→ **Written instruction**
Can you copy out, word for word, the lines of the records below, starting with the line with "Where can the green" and going on through the line with "Where can the unopened"?
"""
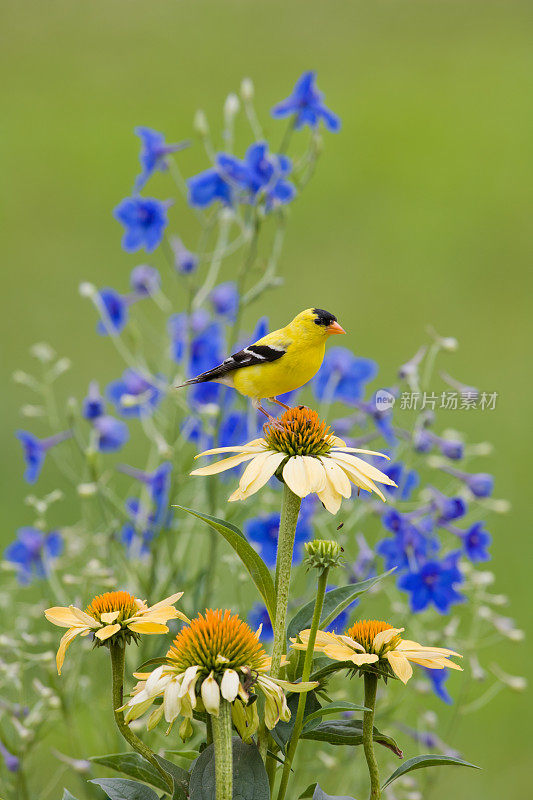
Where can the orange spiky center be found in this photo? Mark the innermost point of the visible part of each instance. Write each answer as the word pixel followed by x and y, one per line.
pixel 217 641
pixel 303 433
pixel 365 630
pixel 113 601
"""
"""
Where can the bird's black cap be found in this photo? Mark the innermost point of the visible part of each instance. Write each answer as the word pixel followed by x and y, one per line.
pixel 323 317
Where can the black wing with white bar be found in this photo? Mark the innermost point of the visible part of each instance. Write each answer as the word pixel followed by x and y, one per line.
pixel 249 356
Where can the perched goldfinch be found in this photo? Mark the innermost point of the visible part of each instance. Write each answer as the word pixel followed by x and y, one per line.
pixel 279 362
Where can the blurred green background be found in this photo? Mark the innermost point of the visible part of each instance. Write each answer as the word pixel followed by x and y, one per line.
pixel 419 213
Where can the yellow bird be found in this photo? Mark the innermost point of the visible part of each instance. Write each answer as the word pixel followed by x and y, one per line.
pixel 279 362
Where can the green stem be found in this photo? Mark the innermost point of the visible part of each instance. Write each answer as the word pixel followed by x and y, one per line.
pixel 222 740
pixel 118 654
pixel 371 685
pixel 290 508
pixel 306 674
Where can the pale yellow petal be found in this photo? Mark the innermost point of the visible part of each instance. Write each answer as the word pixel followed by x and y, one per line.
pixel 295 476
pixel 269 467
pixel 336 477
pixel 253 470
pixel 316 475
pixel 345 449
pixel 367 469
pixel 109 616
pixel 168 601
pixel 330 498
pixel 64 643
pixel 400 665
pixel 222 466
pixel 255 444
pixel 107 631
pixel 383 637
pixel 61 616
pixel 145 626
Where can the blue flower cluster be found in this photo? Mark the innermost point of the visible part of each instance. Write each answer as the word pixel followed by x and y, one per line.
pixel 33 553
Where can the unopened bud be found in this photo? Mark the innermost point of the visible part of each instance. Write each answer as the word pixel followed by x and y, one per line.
"""
→ **Exercise solution**
Where can the green stem be found in this photo? Mark the innermost point of the visible part of each instance. Write each answer as the word pixel followed by x and y, one per line.
pixel 222 740
pixel 118 654
pixel 371 685
pixel 290 508
pixel 306 674
Where can the pale yellow petal be found in this photo? Mark the innermost point of the visible part of each instance. Write each answer as the word pixel followed by x and y, one per line.
pixel 295 476
pixel 269 467
pixel 336 477
pixel 253 470
pixel 316 475
pixel 345 449
pixel 367 469
pixel 109 616
pixel 168 601
pixel 330 498
pixel 64 643
pixel 400 665
pixel 222 466
pixel 255 444
pixel 107 631
pixel 383 637
pixel 61 616
pixel 145 626
Where can the blue flower cluster be found in this photo? Mark the innermost point of the visible part of each instance. Write each answer as the word pixel followed by x and y, one per line.
pixel 33 553
Where can the unopened bud be found in this photo? Mark the innermost point of the visible part of each instance. Write each answer as the word pixel followed by x and y, one per line.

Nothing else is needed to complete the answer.